# What the exercise asks
Transcribe every record exactly as it appears.

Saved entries
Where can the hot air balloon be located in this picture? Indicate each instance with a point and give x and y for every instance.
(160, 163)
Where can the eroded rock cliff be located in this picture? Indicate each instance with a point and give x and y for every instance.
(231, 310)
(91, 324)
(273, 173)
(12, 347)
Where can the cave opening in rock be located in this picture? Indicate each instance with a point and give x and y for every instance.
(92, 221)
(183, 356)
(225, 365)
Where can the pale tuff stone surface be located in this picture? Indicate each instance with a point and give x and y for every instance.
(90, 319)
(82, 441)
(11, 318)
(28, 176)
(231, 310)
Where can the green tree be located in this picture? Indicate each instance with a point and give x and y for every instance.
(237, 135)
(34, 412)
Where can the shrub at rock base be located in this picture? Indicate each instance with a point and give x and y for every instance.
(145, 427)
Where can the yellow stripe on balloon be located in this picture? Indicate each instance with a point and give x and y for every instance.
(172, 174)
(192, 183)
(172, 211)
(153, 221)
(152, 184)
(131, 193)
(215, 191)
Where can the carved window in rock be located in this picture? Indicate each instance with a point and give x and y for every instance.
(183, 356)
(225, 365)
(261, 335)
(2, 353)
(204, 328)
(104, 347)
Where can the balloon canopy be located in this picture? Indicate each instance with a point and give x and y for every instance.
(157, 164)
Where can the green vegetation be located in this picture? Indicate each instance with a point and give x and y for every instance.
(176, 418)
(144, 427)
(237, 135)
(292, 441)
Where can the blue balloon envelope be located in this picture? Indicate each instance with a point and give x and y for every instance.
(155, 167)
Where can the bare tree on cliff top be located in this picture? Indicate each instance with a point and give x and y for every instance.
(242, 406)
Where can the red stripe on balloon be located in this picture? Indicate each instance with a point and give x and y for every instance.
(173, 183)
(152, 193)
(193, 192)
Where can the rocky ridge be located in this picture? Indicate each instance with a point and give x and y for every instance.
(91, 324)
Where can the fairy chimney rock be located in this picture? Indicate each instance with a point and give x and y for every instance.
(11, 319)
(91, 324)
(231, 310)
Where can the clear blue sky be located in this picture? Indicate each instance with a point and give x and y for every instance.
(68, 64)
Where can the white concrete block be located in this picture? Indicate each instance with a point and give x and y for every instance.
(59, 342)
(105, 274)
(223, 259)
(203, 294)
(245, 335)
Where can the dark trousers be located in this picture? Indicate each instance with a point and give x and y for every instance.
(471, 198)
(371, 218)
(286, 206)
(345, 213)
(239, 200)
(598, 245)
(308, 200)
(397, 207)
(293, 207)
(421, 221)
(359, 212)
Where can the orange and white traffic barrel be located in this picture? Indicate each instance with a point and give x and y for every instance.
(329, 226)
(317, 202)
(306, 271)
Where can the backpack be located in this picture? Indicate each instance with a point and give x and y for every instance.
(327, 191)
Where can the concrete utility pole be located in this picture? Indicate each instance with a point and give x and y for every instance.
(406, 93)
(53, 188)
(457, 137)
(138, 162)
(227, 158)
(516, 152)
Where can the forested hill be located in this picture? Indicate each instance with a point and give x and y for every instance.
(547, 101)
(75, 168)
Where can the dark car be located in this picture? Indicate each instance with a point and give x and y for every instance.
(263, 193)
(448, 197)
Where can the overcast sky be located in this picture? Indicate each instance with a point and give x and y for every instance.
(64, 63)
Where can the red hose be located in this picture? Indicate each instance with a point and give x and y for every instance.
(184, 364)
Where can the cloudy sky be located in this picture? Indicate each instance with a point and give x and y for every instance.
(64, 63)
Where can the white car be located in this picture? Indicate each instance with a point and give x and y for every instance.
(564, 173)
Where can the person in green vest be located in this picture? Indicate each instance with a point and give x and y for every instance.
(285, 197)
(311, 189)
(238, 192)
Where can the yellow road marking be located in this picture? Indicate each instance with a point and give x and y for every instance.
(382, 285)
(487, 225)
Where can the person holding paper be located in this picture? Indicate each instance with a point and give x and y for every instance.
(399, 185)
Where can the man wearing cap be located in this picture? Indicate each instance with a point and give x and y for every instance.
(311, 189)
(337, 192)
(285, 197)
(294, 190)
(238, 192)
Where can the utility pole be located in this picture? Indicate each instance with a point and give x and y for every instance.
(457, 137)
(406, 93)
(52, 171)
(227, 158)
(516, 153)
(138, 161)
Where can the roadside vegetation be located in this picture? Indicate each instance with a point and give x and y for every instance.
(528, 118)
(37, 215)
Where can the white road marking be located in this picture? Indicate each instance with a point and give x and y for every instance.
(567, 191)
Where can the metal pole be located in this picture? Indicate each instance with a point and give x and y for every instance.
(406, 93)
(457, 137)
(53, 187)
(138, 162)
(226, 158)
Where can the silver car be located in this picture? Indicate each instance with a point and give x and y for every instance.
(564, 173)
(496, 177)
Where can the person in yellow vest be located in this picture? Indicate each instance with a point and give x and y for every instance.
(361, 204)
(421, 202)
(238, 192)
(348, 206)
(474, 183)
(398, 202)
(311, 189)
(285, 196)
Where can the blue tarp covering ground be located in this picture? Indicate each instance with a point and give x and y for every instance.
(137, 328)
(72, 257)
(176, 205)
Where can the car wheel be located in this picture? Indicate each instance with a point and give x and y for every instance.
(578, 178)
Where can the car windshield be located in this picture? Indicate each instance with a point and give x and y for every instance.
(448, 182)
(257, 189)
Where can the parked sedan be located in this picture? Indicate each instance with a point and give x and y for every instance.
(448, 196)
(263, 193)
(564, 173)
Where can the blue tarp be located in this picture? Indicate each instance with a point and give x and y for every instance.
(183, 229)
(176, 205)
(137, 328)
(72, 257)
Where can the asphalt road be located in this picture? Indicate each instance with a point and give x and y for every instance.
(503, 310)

# Worked solution
Where can the hot air balloon be located in this picture? Indicate each instance with a point and give x and y for every instance.
(160, 163)
Where can the eroded rock cliff be located in this picture? Indicate each instance with a point and give x and y for every instance.
(231, 310)
(91, 324)
(273, 173)
(12, 347)
Where can the cave opening in rock be located in this picture? Indicate each instance with a point and give x and y for every instance.
(92, 221)
(183, 356)
(225, 365)
Where can the pale tuff stone surface be located in this picture? Indicate each instance with a point and give x and y for every instance.
(90, 319)
(82, 441)
(11, 318)
(28, 176)
(231, 310)
Where can the green tree be located in this picture? Indicate each instance with a point and give x and y for every instance.
(237, 135)
(34, 412)
Where can the shrub at rock base be located in this picture? Indicate each instance with a point and give x and y for every instance.
(145, 427)
Where can the yellow stripe on balloon be located in this picture? Indicate each instance with a point and give x and y for every instance.
(172, 174)
(192, 183)
(172, 211)
(153, 221)
(152, 184)
(131, 193)
(215, 191)
Where can the carved window in rock be located in this picture? Indicate each instance with a point and give x and y for every instance.
(183, 356)
(225, 365)
(261, 335)
(2, 353)
(204, 328)
(104, 347)
Where can the balloon canopy be located in this picture? Indicate each instance with a point and give x and y for every instance.
(157, 164)
Where can the green vegetation be located in this picture? Indicate each instance with a point and give x and y for every instance.
(176, 418)
(144, 427)
(237, 135)
(292, 441)
Where can the blue balloon envelope be located in this picture? Indicate each instance with a point and give x and y for every instance.
(155, 167)
Where can the bare tree on cliff top be located in this picture? Indicate each instance with a point and give x and y for every instance.
(242, 406)
Where can the red stripe on balloon be located in this picture? Indicate each instance with a point and give x and y for every instance.
(173, 183)
(152, 193)
(193, 192)
Where can the rocky ridge be located in this picture? Indicate each instance with a point and give x and y for every instance.
(91, 324)
Where can the fairy chimney rock be located in this picture? Indicate each instance with a point and give x and y for every instance.
(11, 319)
(91, 324)
(231, 310)
Where can the clear blue sky be located in this picture? Indicate each instance with a point and give x and y for every instance.
(68, 64)
Where can the white concrete block be located in this picture? Indicate each instance with a point and give x and y for every instance.
(59, 342)
(105, 274)
(223, 259)
(203, 294)
(245, 335)
Where can the dark trousers be located in this picture? Indicate each instance with a point and give x and y for every instance.
(471, 198)
(371, 218)
(286, 206)
(345, 213)
(239, 200)
(598, 245)
(308, 200)
(397, 207)
(293, 207)
(421, 221)
(359, 212)
Where can the orange and white traffic barrel be located in this picture? Indicate each instance with a point and give x and y for every instance.
(329, 226)
(317, 202)
(306, 271)
Where can the backpack be located in this picture? Indicate each instance with a point and give x and y for every instance.
(327, 191)
Where can the concrete utility pole be located in this picture? Indicate each instance with a point and give x and y for every instance.
(406, 93)
(53, 188)
(457, 137)
(138, 162)
(227, 158)
(516, 152)
Where can the forested hill be located in this picture? Indicate each instance with a point and give x and y for every instance.
(547, 101)
(75, 168)
Where can the dark car be located in this picture? Indicate each instance with a point and give x and y for every instance.
(263, 193)
(448, 197)
Where can the overcast sky be located in this picture? Indicate each instance with a point and give x and y for every instance.
(64, 63)
Where can the red hose be located in this picture? Indicate each instance with a point and give x and y for every instance.
(184, 364)
Where can the cloudy sky be located in this picture? Indicate each instance with a point and give x and y for every instance.
(64, 63)
Where can the white car be located in this picture? Indicate each instance with a point and give x and y for every instance.
(564, 173)
Where can the person in green vest be located in this picture? Indicate each instance with a point and give x and y for every instance.
(285, 197)
(311, 189)
(238, 192)
Where can the yellow road marking be located in this picture? Indicate each instance with a point and give x and y for every instance.
(382, 285)
(487, 225)
Where can the person holding paper be located in this picture? Indicate each instance with a point and give x and y for every instance.
(399, 185)
Where can the man wearing cap be located in this picture? Indicate each instance with a point and give x and y for every instance.
(311, 189)
(337, 192)
(285, 197)
(294, 190)
(238, 192)
Where can the utility pole be located in this picture? Indicate each instance with a point and give x and y for every instance.
(457, 137)
(406, 93)
(52, 171)
(227, 158)
(516, 153)
(138, 161)
Where can the roadside vegetation be located in this picture? Indicate each instance with a point and give x and y for every instance.
(528, 118)
(37, 215)
Where can the white road marking be located in this picture? Indicate each instance with a point and give x and y for every instance.
(567, 191)
Where can the metal pole be located in this picture? Indicate each instance with a point and give x and y for every instance.
(406, 93)
(457, 137)
(53, 187)
(138, 162)
(226, 158)
Where can the silver car be located in this picture? Indicate each instance with a point and give x and y for every instance.
(564, 173)
(496, 177)
Where can the person in yellow vest be located in this picture? Indicate each instance with a point and give x and y for every instance.
(361, 204)
(421, 202)
(238, 192)
(348, 206)
(474, 183)
(398, 202)
(311, 189)
(285, 196)
Where can the blue tarp covering ground be located in this picture? Indicate each instance with a point and give x and y for every instance.
(137, 328)
(72, 257)
(176, 205)
Where can the car wheel be located in this picture? Indicate each instance with a point and give x and y for every instance.
(578, 178)
Where can the car windshield be located in this picture? Indicate each instance with a point and give x and y for every instance.
(448, 182)
(257, 189)
Where can the parked sedan be located in this picture? Indicate each instance with a point and give x and y for every instance.
(448, 196)
(263, 193)
(564, 173)
Where can the blue tarp be located in this picture? Indicate each instance with a point and give x and y for every instance.
(183, 229)
(176, 205)
(137, 328)
(72, 257)
Where can the asphalt road be located in this picture? Indicate each instance with a point and give x and y for every instance.
(503, 310)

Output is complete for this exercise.